[課題一覧]
A – 行データのうち、「the **dog's tail**?」を含む行から行データの最後の行までを、両端も含めて一字一句変えずに引用すること。
B – 人生をギフトとみなす随筆を、本文が終わっている箇所の次から書き継ぐこと。

[ページ本文]
******************************
某月某日、僕たちは誰もが人生を与えられているのだということを、今日、マロニエの街路樹が聳える大通りを走りながら、再認識した。
ギフトなんだと思えば、この人生も苦痛ではなくなる。
試練だと思えば、生きることは不意に過酷なものとなるだろう。
どちらがいいか? 
すでに生きてしまっているぼくらはギフトと思うべきであろう。
どちらにしても生きなければならないのであれば、自分に都合のいい解釈をするべきだ。
文句ばかり言っていてもどうしようもないことがある。
そのことだけに人生を振り回されて、一生文句ばかり言い続けて死ぬのは愚かである。
この人生は与えられたのだから、有効に使うべきだし、有意義に活用すべきなのである。

リサイクル日記「全ての人間に与えられたギフトについて」



もちろん、与えられた人生のスタート地点は人によってさまざまだ。
貧しい家で生まれる人もいれば、貴族の家に生れ落ちる人もいる。
でも、人生の始まりは変えられないけれど、人生そんものはその後、手懐けることも、移動させることも出来る。
その上、与えられた人生を有意義に活用出来ないのは、もったいない。

リサイクル日記「全ての人間に与えられたギフトについて」

フランスの作家、アルベール・カミュは「異邦人」や「ペスト」で有名だが、彼はアルジェリアの貧しい家庭で生まれている。
父はカミュが生まれた年に戦死し、母を含め彼の周囲には読み書きが出来る者がいなかった。
******************************
[入力データ]
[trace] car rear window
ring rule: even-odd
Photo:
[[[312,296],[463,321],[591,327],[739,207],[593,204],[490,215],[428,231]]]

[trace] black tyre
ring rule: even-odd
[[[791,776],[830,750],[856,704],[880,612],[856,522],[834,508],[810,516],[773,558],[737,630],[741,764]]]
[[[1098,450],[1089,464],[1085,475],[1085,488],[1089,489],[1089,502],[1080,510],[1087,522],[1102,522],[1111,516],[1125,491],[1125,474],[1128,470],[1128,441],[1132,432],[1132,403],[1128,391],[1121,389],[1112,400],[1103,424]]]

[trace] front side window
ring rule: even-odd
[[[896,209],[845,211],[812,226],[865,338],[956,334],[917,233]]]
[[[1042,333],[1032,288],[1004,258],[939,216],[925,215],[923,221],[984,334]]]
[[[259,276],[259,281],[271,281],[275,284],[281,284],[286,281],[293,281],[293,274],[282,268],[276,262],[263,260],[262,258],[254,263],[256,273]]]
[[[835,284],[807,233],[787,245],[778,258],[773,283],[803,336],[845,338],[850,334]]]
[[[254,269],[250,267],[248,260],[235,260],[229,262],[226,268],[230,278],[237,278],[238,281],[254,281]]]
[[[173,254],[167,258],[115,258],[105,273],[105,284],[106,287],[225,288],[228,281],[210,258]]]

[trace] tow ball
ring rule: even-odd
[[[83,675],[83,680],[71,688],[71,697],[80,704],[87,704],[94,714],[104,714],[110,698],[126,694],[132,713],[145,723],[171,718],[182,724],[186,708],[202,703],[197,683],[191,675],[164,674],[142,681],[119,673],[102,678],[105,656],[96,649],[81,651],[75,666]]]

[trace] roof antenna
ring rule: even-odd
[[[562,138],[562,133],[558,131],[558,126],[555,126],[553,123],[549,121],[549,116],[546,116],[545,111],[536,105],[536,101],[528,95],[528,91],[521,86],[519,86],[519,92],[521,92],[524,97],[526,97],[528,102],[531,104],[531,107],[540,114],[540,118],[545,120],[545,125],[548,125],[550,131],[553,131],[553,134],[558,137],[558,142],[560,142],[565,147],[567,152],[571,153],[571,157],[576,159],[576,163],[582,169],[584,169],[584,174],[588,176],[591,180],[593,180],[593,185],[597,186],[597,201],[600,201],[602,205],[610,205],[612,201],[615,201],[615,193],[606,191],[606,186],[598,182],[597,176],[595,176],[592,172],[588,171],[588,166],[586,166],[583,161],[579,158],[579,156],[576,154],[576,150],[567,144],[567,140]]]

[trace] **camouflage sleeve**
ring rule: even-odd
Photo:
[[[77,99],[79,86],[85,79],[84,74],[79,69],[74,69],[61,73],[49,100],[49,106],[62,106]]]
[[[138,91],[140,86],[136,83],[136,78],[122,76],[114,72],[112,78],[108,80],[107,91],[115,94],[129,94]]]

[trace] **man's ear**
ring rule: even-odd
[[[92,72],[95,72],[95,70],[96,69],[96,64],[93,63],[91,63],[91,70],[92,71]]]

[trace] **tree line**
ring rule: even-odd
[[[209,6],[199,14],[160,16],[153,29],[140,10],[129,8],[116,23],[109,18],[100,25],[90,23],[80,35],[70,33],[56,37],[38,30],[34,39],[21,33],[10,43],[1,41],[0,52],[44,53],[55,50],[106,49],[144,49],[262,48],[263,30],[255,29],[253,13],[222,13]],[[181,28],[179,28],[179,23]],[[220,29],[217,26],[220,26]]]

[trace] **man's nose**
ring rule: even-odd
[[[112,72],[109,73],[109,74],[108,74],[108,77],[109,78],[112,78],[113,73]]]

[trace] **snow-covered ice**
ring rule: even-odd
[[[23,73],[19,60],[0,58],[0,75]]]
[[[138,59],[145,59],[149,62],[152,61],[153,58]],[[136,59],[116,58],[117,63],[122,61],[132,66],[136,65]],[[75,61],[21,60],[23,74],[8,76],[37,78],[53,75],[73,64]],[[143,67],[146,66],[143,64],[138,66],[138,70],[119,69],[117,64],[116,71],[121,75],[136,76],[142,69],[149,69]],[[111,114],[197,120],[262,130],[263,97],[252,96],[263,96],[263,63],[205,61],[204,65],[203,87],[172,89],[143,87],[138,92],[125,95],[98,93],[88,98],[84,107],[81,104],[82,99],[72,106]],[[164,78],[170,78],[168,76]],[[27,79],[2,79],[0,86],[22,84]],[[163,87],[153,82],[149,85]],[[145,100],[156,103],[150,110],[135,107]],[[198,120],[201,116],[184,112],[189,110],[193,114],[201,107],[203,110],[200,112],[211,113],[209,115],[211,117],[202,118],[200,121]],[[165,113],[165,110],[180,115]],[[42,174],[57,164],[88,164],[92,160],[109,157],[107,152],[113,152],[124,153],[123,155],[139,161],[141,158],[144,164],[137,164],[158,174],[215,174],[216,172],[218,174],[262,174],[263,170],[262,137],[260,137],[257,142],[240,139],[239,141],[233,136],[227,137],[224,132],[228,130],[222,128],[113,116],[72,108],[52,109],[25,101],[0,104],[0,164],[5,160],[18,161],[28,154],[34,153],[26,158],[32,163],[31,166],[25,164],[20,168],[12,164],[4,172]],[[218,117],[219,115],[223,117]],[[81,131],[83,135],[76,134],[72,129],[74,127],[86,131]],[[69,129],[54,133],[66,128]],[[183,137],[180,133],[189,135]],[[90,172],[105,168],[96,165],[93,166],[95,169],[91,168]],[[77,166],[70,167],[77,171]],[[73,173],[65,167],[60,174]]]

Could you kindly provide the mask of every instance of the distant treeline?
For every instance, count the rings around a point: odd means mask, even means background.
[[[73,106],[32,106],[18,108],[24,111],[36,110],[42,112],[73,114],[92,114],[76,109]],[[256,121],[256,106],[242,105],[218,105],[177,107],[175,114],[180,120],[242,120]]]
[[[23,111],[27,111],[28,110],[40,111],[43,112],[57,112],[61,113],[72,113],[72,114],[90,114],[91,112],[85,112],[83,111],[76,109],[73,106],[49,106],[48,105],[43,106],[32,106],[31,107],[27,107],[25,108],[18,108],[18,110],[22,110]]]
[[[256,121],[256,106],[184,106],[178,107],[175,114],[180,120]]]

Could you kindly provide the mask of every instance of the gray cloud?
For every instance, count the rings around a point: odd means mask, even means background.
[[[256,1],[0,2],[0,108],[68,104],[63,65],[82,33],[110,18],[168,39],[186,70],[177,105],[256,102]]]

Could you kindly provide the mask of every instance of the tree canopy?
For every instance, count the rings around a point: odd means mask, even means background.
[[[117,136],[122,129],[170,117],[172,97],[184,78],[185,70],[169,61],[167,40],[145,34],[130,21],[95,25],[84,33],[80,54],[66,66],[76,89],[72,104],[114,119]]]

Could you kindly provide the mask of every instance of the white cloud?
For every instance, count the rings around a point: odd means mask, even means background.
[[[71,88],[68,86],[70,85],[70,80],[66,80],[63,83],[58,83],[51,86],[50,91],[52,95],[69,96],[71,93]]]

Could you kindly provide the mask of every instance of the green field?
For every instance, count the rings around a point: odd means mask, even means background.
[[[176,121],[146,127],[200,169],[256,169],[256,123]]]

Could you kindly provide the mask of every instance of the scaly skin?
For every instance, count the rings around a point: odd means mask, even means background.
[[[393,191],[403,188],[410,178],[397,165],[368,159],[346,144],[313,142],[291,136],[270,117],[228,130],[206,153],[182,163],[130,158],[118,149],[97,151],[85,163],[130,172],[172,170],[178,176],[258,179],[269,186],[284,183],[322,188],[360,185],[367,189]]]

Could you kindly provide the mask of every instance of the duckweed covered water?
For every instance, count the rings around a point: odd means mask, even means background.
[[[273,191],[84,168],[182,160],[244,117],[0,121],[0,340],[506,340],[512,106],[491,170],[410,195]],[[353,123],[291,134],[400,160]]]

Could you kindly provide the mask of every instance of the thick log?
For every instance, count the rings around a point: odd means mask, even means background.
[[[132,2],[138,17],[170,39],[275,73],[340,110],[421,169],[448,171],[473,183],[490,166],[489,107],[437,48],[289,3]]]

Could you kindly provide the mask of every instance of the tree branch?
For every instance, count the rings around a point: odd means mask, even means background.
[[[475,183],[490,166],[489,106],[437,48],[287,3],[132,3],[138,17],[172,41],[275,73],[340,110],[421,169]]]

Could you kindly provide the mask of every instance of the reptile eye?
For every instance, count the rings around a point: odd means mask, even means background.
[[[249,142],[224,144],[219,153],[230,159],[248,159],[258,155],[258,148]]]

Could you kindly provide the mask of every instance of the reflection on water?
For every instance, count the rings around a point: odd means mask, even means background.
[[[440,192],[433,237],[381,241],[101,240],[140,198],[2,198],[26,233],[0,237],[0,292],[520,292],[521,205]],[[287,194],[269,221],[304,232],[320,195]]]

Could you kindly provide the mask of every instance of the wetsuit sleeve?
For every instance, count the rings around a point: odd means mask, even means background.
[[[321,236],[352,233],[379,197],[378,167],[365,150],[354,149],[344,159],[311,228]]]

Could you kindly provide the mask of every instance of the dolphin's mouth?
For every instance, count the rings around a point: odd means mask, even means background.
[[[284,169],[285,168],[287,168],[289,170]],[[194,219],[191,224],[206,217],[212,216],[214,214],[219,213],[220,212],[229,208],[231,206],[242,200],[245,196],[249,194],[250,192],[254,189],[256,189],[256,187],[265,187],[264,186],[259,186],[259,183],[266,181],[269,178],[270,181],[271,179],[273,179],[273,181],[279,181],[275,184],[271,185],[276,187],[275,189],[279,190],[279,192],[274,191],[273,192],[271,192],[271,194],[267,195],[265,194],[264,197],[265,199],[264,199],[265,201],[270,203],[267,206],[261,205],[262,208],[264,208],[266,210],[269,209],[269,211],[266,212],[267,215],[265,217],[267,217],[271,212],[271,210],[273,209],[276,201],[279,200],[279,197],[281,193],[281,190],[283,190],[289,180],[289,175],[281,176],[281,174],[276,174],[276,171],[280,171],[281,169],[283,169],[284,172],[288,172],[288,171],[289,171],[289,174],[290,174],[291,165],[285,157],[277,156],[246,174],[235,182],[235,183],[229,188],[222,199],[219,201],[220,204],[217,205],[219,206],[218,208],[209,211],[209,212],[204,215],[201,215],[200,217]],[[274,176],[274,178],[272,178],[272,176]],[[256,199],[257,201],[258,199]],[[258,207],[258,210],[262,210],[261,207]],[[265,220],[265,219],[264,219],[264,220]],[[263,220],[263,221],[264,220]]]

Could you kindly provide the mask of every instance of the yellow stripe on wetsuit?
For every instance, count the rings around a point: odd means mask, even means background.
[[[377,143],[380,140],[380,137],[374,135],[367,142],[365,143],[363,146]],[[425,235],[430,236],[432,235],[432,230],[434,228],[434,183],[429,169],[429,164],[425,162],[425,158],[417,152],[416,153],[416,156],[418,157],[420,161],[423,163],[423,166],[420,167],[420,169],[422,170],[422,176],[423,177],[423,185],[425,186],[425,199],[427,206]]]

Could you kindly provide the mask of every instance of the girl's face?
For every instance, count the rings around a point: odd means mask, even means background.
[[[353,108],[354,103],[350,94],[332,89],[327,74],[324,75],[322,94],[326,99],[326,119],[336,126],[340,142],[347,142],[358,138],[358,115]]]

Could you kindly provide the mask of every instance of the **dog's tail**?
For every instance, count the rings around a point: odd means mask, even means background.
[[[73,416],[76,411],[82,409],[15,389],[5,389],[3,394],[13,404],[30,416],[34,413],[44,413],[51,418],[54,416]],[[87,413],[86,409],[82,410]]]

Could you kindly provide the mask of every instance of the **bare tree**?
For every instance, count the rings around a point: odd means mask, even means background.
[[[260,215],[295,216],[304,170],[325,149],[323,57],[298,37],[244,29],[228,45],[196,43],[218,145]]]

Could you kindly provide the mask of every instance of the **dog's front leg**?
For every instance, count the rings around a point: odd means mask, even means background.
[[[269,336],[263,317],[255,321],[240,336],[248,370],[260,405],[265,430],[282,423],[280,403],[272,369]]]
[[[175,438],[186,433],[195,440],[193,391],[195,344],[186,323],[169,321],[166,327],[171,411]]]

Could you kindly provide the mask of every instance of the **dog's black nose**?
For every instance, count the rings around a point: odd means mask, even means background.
******************************
[課題ごとの結果]
A –
Could you kindly provide the mask of every instance of the **dog's tail**?
For every instance, count the rings around a point: odd means mask, even means background.
[[[73,416],[76,411],[82,409],[15,389],[5,389],[3,394],[13,404],[30,416],[34,413],[44,413],[51,418],[54,416]],[[87,413],[86,409],[82,410]]]

Could you kindly provide the mask of every instance of the **bare tree**?
For every instance, count the rings around a point: odd means mask, even means background.
[[[260,215],[295,216],[304,170],[325,149],[323,57],[298,37],[244,29],[228,45],[196,43],[218,145]]]

Could you kindly provide the mask of every instance of the **dog's front leg**?
For every instance, count the rings around a point: odd means mask, even means background.
[[[269,336],[263,317],[255,321],[240,336],[248,370],[260,405],[265,430],[282,423],[280,403],[272,369]]]
[[[175,438],[186,433],[195,440],[193,391],[195,344],[186,323],[169,321],[166,327],[171,411]]]

Could you kindly provide the mask of every instance of the **dog's black nose**?
For every instance, count the rings around a point: odd means mask, even means background.

B –
けれども彼は史上二番目の若さでノーベル文学賞を受賞した。
彼がどうやって文学を獲得したのかは歴史に譲るが、ぼくが言いたいのはどこにどう生れ落ちようと、その人間が掴もうとする何かを持っているかどうかで、その人の人生はいかようにもなる、ということだ。
最初から諦めていてはギフトを活用できない。
カミュは運もあったし、周囲に恵まれたこともあった。
でも、一番、見習いたいのは彼がその人生を求めたことであろう。
そして、与えられたギフトを最大限使い切ったということだ。もっとも、彼は交通事故で亡くなっているのだけれど、…。

リサイクル日記「全ての人間に与えられたギフトについて」



ぼくが一番大事にしていることは、人生に浸り続けることである。
自分の人生にぼくはどっぷりと浸かって生き切りたいと思っている。
それは物心がついた時から何も変わらない。
ぼくは自分の人生を満喫してこの世を去りたいと思っている。
死後の世界に期待などない。
前世など関係ない。
今生の与えられた一生をフルスピードで駆け抜けてみたい。
誰もが生まれたと同時にギフトを受け取っている。
様々な形の贈り物だけど、それを使いこなすチャンスが大なり小なり人間には与えられている。
いい家に生まれていながら、そのせいで活用できない人もたくさんいる。
貧しい家に生まれたからこそ、そのギフトを最大限活用出来た人もいる。
それは自分で決めればいい。
それが人生のギフトだ。
初投稿、2019年5月
 

リサイクル日記「全ての人間に与えられたギフトについて」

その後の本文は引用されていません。